» STATED PROBLEM
Write each line out exactly, leaving none out.

» DATASET
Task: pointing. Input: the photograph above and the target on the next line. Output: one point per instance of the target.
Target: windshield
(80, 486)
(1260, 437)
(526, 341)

» PROBLEM SOLUTION
Task: pointing. Input: the photograph above and the target on the next line. Output: one point per instance of the target.
Target: windshield
(80, 486)
(1260, 437)
(526, 341)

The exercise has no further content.